PROBLEM TO WORK ON: Begin with the line in which "A note for the class: find the monument" appears and end with the final line of the entries. Retype each one exactly and add nothing.

SUPPLIED MATERIAL:
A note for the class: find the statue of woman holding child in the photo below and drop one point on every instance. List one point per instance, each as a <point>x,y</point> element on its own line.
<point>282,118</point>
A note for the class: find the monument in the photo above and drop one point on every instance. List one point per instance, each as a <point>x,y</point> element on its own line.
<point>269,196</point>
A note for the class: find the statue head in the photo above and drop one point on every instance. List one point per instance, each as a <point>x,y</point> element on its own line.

RESULT FOR THIS TASK:
A note for the class: find the monument in the photo above and drop one point on every instance. List one point per instance, each as a <point>x,y</point> element on its own line.
<point>269,196</point>
A note for the class: find the statue head in the photo above and drop one point on every instance. List one point per instance, each as a <point>x,y</point> element on its own line.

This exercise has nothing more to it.